:: Texto proporcionado ::
Mirar para otro lado no sólo es interpretado por quienes cometen este tipo de atropellos como una señal de permisividad social que invita a la impunidad, sino que ni siquiera alcanza para ocultar un problema que, en el mejor de los casos, nos vive rozando todo el tiempo. ¿Quién no tiene al menos un conocido o un familiar que no haya sufrido en carne propia alguno de estos traumáticos atropellos?

La filósofa Diana Cohen Agrest, madre de Ezequiel, que hace nueve meses perdió la vida por un celular y unos pocos pesos (y cuyo asesino acaba de ser condenado a cadena perpetua), recordaba hace unos días en esta misma página que "desde 2000 hasta hoy la violencia salvaje de la delincuencia se cobró la vida de 32.000 personas en la Argentina", una cifra superior a los 30.000 desaparecidos de la dictadura militar que estiman los organismos de derechos humanos.

:: Bloque de datos ::
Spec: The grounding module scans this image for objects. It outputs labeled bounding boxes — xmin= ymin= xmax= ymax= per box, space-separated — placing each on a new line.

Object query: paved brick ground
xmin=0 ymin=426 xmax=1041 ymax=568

:: Consigna escrita A ::
Responda estas preguntas sobre el texto acerca de la violencia delictiva en la Argentina:
(i) ¿Cómo interpretan quienes cometen estos atropellos el hecho de mirar para otro lado?
(ii) ¿Qué profesión tiene Diana Cohen Agrest?
(iii) ¿Cuántas personas murieron en la Argentina por la violencia de la delincuencia desde 2000, según la cita de Cohen Agrest?
:: Consigna escrita B ::
Prosiga la redacción del texto sobre la violencia delictiva en la Argentina después de su última oración.
El material no hace falta para resolver la actividad.

:: Respuesta escrita A ::
(i) Lo interpretan como una señal de permisividad social que invita a la impunidad.
(ii) Es filósofa.
(iii) 32.000 personas.

:: Respuesta escrita B ::
Los secuestros de los grupos de tareas, antes de 1983, no sólo buscaban escarmentar puntualmente a sus indefensas víctimas, sino también sembrar el terror entre sus allegados y que el "boca en boca" esparciera el terror en el resto de la sociedad.

La delincuencia común funciona con el mismo código: quien intente resistir un asalto, tiene altísimas probabilidades de ser asesinado. La "ley marcial" es pues aplicada a rajatabla y sin contemplaciones para escarmiento del que se rebela, pero también para que se sepa y predisponga a la más absoluta docilidad al próximo; otra vez el terror, esparcido socialmente. Y todos callados aceptando, con sorprendente mansedumbre, esa "pena de muerte", impuesta por el hampa.

Según Diana Cohen Agrest, "estudios estadísticos mostraron que cada muerte afecta la vida de otras 128 personas. Y que cuanto más joven es quien falleció, más personas se enlutan con la pérdida". Gente que queda temerosa, desconfiada, replegada socialmente, cuando no resentida. ¿Cuál es el impacto que esto (exacerbado, ciertamente, por el repetido machaque amarillista y acrítico de algunos medios) provoca sobre el tejido social?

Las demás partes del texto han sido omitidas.